▸ Stated exercise 1:
Answer these questions using the study summary:
(a) What challenge does the study set out to overcome?
(b) What kind of laser interacts with the engineered resonant surface?
(c) What does the proposed technology combine, according to the conclusions?
▸ Stated exercise 2:
Summarize the study summary in two sentences.

▸ Given text:
_ _ _

Purpose of the Study:

  • To demonstrate a novel method for implementing microelectronic devices using photoemission.
  • To overcome the challenges of electron liberation in gas/vacuum environments for practical applications.
  • To leverage the benefits of gas-plasma/vacuum electronics while maintaining integrability.

Main Methods:

  • Utilizing an engineered resonant surface to interact with a low-power infrared laser.
  • Inducing photoemission via electron tunneling through the engineered surface.
  • Implementing device functionalities such as transistors, switches, and modulators based on this photoemission mechanism.

Main Results:

  • Achieved sufficient photoemission via electron tunneling using a low-power infrared laser and engineered resonant surfaces.
  • Demonstrated the feasibility of creating microelectronic devices like transistors, switches, and modulators.
  • Showcased a method that bypasses the need for high energy inputs typically required for gas/vacuum electron emission.

Conclusions:

  • Engineered resonant surfaces interacting with low-power infrared lasers enable practical photoemission-based microelectronic devices.
  • These devices offer a pathway to surpass the performance limits of conventional semiconductor devices.
  • The proposed technology combines the advantages of gas-plasma/vacuum electronics with the integrability of semiconductor devices.

_ _ _

Labeled area outline entries
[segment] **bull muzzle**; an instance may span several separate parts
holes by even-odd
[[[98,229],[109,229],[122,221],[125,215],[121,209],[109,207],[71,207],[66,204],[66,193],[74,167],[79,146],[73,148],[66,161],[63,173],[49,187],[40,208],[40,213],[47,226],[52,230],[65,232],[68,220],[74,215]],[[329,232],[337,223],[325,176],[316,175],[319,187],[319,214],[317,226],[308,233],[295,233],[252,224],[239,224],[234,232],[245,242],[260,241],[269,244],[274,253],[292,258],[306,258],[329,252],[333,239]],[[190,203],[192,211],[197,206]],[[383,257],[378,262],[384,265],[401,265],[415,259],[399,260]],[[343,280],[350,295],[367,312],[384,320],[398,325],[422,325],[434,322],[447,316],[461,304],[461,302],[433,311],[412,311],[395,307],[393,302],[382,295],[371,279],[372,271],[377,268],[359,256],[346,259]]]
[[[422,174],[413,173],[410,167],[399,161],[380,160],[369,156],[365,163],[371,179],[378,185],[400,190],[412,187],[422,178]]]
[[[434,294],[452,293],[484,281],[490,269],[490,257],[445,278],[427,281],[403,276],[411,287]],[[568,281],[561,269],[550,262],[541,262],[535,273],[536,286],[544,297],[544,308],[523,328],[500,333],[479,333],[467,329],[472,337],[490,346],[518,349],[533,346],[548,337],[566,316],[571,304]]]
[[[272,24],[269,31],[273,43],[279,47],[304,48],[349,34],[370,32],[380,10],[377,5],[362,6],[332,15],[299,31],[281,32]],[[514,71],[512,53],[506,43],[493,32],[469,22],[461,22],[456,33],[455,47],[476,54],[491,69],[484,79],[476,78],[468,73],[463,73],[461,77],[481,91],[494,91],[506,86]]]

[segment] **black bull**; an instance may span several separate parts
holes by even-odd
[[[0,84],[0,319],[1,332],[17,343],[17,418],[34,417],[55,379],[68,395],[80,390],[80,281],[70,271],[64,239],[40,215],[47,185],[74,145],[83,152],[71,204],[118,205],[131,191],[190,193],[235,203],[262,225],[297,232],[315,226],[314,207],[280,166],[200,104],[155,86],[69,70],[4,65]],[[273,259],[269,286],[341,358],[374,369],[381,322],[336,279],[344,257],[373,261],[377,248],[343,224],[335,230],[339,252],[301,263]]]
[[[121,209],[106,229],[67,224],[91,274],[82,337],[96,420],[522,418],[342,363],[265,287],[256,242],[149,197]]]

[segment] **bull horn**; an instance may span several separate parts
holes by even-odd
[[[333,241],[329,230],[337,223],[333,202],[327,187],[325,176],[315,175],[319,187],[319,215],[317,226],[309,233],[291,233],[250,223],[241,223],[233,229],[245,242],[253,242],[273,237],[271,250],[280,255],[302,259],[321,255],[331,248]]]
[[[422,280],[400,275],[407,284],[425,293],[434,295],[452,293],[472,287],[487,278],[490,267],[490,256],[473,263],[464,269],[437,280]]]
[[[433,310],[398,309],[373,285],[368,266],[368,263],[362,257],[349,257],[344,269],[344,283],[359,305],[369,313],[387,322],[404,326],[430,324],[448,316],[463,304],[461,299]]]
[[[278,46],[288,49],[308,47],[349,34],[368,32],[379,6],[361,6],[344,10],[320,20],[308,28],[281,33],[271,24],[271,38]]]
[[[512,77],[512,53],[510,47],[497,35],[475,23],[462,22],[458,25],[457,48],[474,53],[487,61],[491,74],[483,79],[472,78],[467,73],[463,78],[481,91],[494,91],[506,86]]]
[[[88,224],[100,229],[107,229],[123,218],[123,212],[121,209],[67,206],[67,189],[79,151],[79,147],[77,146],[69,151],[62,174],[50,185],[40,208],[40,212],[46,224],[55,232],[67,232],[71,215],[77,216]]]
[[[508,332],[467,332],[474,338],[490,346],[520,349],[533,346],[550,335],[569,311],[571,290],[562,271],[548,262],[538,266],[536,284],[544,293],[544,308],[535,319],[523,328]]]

_ _ _

▸ Complete answer 1:
(a) The challenge of electron liberation in gas/vacuum environments for practical applications.
(b) A low-power infrared laser.
(c) The advantages of gas-plasma/vacuum electronics with the integrability of semiconductor devices.

▸ Complete answer 2:
The study shows that an engineered resonant surface interacting with a low-power infrared laser can produce sufficient photoemission via electron tunneling, avoiding the high energy inputs usually needed for gas/vacuum electron emission. On this basis, devices such as transistors, switches, and modulators become feasible, combining the advantages of gas-plasma/vacuum electronics with the integrability of semiconductor devices and offering a pathway past the performance limits of conventional semiconductor devices.